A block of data
>>>>
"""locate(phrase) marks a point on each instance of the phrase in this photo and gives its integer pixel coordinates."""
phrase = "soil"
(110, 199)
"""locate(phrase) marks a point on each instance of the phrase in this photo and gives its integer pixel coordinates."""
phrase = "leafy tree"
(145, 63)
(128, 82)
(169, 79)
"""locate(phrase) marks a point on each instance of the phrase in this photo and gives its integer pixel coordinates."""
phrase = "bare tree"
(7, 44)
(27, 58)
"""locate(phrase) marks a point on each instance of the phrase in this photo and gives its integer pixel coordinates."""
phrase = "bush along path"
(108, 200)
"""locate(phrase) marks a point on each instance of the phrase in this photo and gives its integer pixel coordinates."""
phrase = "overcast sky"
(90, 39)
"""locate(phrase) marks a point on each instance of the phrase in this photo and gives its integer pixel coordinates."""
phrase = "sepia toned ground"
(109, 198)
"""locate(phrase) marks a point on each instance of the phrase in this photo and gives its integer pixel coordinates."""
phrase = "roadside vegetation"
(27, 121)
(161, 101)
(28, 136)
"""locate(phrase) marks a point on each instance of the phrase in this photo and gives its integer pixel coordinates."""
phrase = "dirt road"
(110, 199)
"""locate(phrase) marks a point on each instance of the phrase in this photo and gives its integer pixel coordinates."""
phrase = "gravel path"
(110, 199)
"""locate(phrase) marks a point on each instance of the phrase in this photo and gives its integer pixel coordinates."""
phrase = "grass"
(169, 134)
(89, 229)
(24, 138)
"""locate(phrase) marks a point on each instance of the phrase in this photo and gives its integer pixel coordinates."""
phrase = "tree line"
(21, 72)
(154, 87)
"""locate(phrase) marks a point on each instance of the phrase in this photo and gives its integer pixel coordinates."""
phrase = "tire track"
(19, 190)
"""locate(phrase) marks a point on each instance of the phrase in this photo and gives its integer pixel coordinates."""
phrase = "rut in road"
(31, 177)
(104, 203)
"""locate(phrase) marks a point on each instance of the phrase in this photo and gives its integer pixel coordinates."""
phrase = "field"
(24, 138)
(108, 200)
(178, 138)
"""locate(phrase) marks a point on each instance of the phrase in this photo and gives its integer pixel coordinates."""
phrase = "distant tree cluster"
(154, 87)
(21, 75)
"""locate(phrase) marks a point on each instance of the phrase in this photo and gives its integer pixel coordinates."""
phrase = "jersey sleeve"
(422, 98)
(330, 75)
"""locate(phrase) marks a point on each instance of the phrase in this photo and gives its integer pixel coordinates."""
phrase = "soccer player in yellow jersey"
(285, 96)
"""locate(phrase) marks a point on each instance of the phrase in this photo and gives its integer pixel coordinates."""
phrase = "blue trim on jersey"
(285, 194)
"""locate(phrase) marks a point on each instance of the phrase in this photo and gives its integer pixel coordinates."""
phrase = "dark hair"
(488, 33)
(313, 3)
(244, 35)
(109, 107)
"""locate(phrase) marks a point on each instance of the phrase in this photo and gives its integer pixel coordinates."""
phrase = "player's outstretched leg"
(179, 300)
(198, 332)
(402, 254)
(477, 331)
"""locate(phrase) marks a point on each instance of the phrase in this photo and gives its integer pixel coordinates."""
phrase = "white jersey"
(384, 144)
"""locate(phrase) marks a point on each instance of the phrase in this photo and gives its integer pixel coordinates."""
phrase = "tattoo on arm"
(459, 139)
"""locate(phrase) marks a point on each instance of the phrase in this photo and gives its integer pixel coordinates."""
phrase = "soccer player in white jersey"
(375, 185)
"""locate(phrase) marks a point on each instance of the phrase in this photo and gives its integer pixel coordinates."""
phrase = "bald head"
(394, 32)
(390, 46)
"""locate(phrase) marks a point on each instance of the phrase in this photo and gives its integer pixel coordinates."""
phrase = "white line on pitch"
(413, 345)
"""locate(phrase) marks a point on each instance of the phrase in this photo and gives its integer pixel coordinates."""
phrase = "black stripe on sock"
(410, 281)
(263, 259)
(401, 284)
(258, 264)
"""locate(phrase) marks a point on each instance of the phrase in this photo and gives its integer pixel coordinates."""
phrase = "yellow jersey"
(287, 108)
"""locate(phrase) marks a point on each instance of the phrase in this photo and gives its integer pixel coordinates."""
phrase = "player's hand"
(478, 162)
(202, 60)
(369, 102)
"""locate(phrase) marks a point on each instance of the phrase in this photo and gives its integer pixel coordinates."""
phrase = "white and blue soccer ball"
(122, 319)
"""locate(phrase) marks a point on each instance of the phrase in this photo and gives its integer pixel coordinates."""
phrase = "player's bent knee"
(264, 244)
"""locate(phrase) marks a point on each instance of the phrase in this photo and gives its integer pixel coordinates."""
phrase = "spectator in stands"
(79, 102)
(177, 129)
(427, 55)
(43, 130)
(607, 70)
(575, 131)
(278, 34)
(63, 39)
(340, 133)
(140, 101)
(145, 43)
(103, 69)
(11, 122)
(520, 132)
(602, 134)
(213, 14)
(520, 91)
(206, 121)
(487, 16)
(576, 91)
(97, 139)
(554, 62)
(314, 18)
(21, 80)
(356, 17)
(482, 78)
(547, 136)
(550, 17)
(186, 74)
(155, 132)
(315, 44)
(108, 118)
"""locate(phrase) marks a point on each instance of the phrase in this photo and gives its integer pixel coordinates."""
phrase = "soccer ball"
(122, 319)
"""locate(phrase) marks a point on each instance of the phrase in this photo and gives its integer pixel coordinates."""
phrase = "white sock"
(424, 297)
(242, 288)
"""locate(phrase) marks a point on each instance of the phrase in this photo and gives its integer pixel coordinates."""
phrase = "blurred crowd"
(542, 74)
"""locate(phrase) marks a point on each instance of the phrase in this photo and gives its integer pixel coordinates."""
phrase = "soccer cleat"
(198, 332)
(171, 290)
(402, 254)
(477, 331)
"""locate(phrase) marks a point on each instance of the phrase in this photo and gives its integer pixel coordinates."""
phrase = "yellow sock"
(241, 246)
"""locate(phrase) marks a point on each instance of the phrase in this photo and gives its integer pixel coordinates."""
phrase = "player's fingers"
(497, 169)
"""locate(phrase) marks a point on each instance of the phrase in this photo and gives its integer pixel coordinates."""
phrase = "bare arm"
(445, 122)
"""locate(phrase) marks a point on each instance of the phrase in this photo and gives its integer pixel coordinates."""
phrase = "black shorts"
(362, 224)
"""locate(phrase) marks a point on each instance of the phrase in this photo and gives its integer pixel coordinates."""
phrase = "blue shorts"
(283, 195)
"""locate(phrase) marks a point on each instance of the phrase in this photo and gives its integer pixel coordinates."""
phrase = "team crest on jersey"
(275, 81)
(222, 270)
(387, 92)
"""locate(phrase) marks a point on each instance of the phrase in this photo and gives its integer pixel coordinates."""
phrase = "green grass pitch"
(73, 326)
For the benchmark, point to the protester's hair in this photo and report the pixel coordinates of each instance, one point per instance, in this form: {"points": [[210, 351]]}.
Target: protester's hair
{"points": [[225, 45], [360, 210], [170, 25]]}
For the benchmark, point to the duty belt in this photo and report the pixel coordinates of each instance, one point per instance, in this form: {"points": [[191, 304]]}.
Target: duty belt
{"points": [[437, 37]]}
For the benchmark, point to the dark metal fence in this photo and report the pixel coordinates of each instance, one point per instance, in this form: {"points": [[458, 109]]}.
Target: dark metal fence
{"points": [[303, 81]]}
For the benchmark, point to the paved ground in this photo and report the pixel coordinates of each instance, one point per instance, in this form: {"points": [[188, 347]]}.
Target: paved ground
<<<<
DIRECTIVE :: Type out the material again exactly as presented.

TASK ANSWER ::
"""locate(phrase) marks a point on each instance of the phrase in this photo and gives its integer pixel coordinates."""
phrase = "soil"
(110, 199)
"""locate(phrase) marks a point on each instance of the phrase in this photo and gives its integer pixel coordinates."""
phrase = "leafy tree"
(145, 63)
(128, 82)
(169, 79)
"""locate(phrase) marks a point on each instance of the phrase in this photo and gives its integer pixel coordinates."""
phrase = "bare tree"
(7, 44)
(27, 58)
"""locate(phrase) marks a point on each instance of the phrase in this photo and gives its integer pixel coordinates."""
phrase = "bush along path"
(108, 200)
"""locate(phrase) marks a point on each instance of the phrase in this photo and gives its integer pixel coordinates."""
phrase = "overcast sky"
(90, 39)
"""locate(phrase) marks a point on each instance of the phrase in this photo and gives its integer pixel coordinates."""
phrase = "sepia toned ground"
(109, 198)
"""locate(phrase) marks a point on each instance of the phrase in this photo and gives its integer pixel coordinates."""
phrase = "roadside vegetation"
(27, 121)
(161, 101)
(28, 136)
"""locate(phrase) marks a point on each instance of the phrase in this photo and gives its integer pixel coordinates."""
phrase = "dirt road"
(110, 199)
"""locate(phrase) marks a point on each instance of the phrase in this photo and gives its integer pixel coordinates."""
phrase = "gravel path"
(110, 199)
"""locate(phrase) marks a point on each instance of the phrase in this photo and gives its integer pixel coordinates."""
phrase = "grass"
(169, 134)
(89, 229)
(24, 138)
"""locate(phrase) marks a point on each instance of the phrase in this photo and gives its integer pixel coordinates."""
phrase = "tree line"
(21, 72)
(154, 87)
"""locate(phrase) marks a point on each instance of the phrase in this photo and gives its integer pixel coordinates."""
phrase = "tire track"
(19, 190)
"""locate(phrase) marks a point on each instance of the phrase in this photo and gives its integer pixel coordinates."""
phrase = "rut in road"
(31, 177)
(104, 203)
"""locate(phrase) marks a point on each instance of the phrase in this photo and gives its integer pixel coordinates."""
phrase = "field"
(24, 138)
(108, 200)
(178, 138)
"""locate(phrase) marks a point on each instance of the phrase in this photo and gives its integer pixel coordinates."""
phrase = "distant tree cluster"
(154, 87)
(21, 75)
"""locate(phrase) marks a point on each instance of the phrase in this photo and gives its integer pixel coordinates."""
phrase = "jersey sleeve"
(422, 98)
(330, 75)
"""locate(phrase) marks a point on each instance of the phrase in this photo and gives its integer pixel coordinates."""
phrase = "soccer player in yellow jersey"
(285, 96)
"""locate(phrase) marks a point on each instance of the phrase in this photo and gives its integer pixel coordinates."""
phrase = "blue trim on jersey"
(285, 194)
"""locate(phrase) marks a point on each instance of the phrase in this photo and gives its integer pixel coordinates."""
phrase = "dark hair"
(488, 33)
(313, 3)
(244, 35)
(109, 107)
"""locate(phrase) marks a point on each instance of the phrase in this photo and gives its integer pixel coordinates."""
phrase = "player's outstretched leg"
(179, 300)
(198, 332)
(402, 254)
(477, 331)
"""locate(phrase) marks a point on each instance of the phrase in this photo and gives its integer pixel coordinates."""
phrase = "white jersey"
(384, 144)
"""locate(phrase) marks a point on each instance of the phrase in this photo and gives its integer pixel coordinates."""
phrase = "tattoo on arm"
(459, 139)
"""locate(phrase) marks a point on each instance of the phrase in this photo and gives its integer pixel coordinates."""
phrase = "soccer player in white jersey"
(375, 185)
"""locate(phrase) marks a point on each instance of the phrase in this photo and gives its integer pixel coordinates."""
phrase = "bald head"
(394, 32)
(390, 46)
"""locate(phrase) marks a point on each instance of the phrase in this photo and gives its integer pixel coordinates."""
phrase = "white line on pitch"
(413, 345)
"""locate(phrase) marks a point on each instance of the phrase in this photo and gives its integer pixel coordinates."""
phrase = "black stripe on sock"
(410, 281)
(263, 259)
(401, 284)
(258, 264)
"""locate(phrase) marks a point on each instance of the phrase in this photo and gives its integer pixel coordinates."""
phrase = "yellow jersey"
(287, 108)
"""locate(phrase) marks a point on each instance of the phrase in this photo and gives its integer pixel coordinates."""
phrase = "player's hand"
(478, 162)
(202, 60)
(369, 102)
"""locate(phrase) marks a point on each instance of the phrase in this photo and gives its integer pixel coordinates."""
phrase = "white and blue soccer ball"
(122, 319)
"""locate(phrase) marks a point on each instance of the phrase in this photo and gives its integer pixel coordinates."""
phrase = "player's bent knee"
(264, 244)
"""locate(phrase) marks a point on each instance of the phrase in this photo and gives its integer pixel coordinates."""
phrase = "spectator in stands"
(79, 102)
(177, 129)
(427, 55)
(43, 130)
(607, 70)
(575, 131)
(278, 34)
(63, 39)
(340, 133)
(140, 101)
(145, 43)
(103, 69)
(11, 122)
(520, 132)
(602, 134)
(213, 14)
(520, 91)
(206, 121)
(487, 16)
(576, 91)
(97, 139)
(554, 62)
(314, 18)
(21, 80)
(356, 17)
(482, 78)
(547, 136)
(550, 17)
(186, 74)
(155, 132)
(315, 44)
(108, 118)
"""locate(phrase) marks a point on each instance of the phrase in this photo and gives its integer pixel coordinates."""
phrase = "soccer ball"
(122, 319)
"""locate(phrase) marks a point on each instance of the phrase in this photo and gives its integer pixel coordinates."""
phrase = "white sock"
(424, 297)
(242, 288)
"""locate(phrase) marks a point on each instance of the phrase in this photo and gives its integer pixel coordinates."""
phrase = "blurred crowd"
(542, 74)
"""locate(phrase) marks a point on each instance of the phrase in this photo and gives its integer pixel coordinates."""
phrase = "soccer cleat"
(198, 332)
(171, 290)
(402, 254)
(477, 331)
"""locate(phrase) marks a point on each instance of the phrase in this photo and gives its integer pixel coordinates."""
phrase = "yellow sock"
(241, 246)
"""locate(phrase) marks a point on each instance of the phrase in this photo and gives its integer pixel coordinates."""
phrase = "player's fingers"
(497, 169)
"""locate(phrase) marks a point on each instance of the phrase in this photo and gives its integer pixel coordinates."""
phrase = "bare arm"
(445, 122)
"""locate(phrase) marks a point on each instance of the phrase in this photo and gives its integer pixel coordinates."""
phrase = "black shorts"
(362, 224)
"""locate(phrase) marks a point on each instance of the phrase in this photo and gives its integer pixel coordinates."""
phrase = "blue shorts"
(283, 195)
"""locate(phrase) marks a point on each instance of the phrase in this photo and gives its integer pixel coordinates."""
phrase = "team crest on jersey"
(275, 81)
(222, 270)
(387, 92)
"""locate(phrase) marks a point on each instance of the phrase in this photo and gives its integer pixel coordinates."""
phrase = "green grass pitch"
(73, 326)
For the benchmark, point to the protester's hair in this photo and report the pixel coordinates of each instance, one point per instance, in this form: {"points": [[210, 351]]}.
Target: protester's hair
{"points": [[225, 45], [360, 210], [170, 25]]}
For the benchmark, point to the duty belt in this photo and report the pixel coordinates of each instance, one point per instance, in this form: {"points": [[191, 304]]}.
Target: duty belt
{"points": [[437, 37]]}
For the benchmark, point to the dark metal fence in this photo and report the pixel coordinates of each instance, one point per instance, in this form: {"points": [[458, 109]]}.
Target: dark metal fence
{"points": [[303, 81]]}
For the benchmark, point to the paved ground in this photo and report the pixel coordinates of each instance, one point per instance, in this form: {"points": [[188, 347]]}.
Target: paved ground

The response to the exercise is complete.